Given exercise -
Display each line of the records below that contains the string "jacket". Matching is case-sensitive.

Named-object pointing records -
---

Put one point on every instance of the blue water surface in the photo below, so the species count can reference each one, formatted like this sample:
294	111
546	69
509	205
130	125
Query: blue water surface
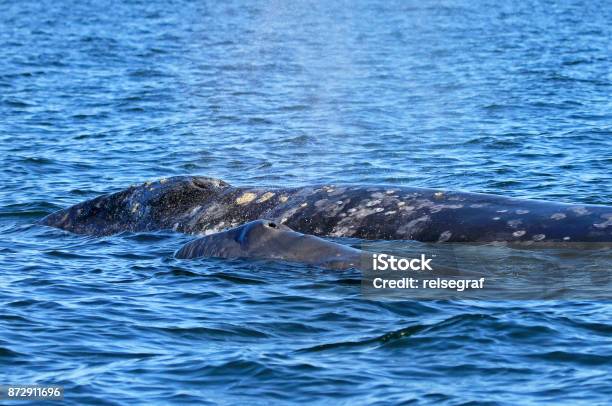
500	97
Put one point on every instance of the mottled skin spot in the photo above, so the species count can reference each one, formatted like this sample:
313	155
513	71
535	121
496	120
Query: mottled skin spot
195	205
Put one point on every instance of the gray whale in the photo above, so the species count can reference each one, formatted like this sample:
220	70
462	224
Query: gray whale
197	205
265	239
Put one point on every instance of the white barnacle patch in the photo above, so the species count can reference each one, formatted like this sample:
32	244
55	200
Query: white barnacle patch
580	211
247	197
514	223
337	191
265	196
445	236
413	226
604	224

---

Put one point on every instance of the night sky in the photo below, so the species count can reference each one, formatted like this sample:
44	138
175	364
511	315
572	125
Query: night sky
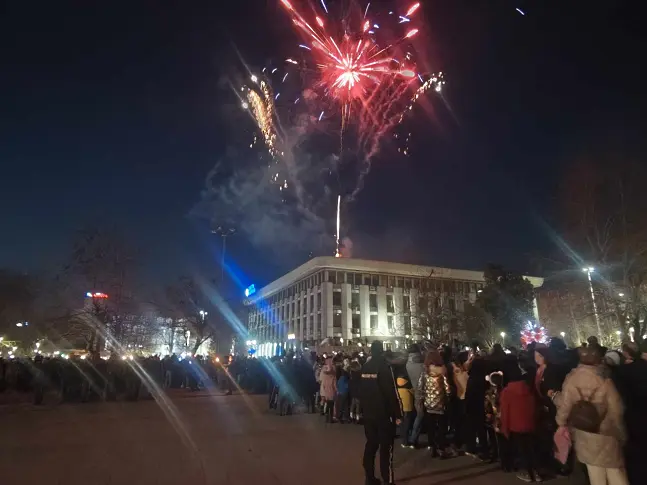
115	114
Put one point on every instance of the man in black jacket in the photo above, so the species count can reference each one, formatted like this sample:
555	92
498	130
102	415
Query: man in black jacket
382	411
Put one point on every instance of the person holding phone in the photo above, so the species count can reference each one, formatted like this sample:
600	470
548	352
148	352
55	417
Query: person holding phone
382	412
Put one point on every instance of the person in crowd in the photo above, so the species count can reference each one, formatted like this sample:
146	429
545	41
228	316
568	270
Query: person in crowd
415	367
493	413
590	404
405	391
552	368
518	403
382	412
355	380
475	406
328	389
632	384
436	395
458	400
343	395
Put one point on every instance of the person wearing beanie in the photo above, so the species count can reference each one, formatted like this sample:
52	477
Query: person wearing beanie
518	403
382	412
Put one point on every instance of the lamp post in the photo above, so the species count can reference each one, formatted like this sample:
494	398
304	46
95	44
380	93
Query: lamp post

---

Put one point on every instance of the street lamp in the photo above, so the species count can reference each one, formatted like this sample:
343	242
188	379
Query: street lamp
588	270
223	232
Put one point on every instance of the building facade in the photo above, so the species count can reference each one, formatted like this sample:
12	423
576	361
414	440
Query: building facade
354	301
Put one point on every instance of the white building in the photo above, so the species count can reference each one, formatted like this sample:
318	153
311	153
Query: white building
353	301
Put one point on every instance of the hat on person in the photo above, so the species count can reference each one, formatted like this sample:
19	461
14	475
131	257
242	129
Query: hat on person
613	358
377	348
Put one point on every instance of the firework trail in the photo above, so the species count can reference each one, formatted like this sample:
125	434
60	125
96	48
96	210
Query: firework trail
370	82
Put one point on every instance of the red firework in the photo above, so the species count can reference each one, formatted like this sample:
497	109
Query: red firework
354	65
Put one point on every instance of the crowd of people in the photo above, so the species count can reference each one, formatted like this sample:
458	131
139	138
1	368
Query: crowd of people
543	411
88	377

---

Result for this task -
Put one point on every instance of the man in black jacket in the photo above, so the species count can reference each one, formatted like this sample:
Query: man in black jacket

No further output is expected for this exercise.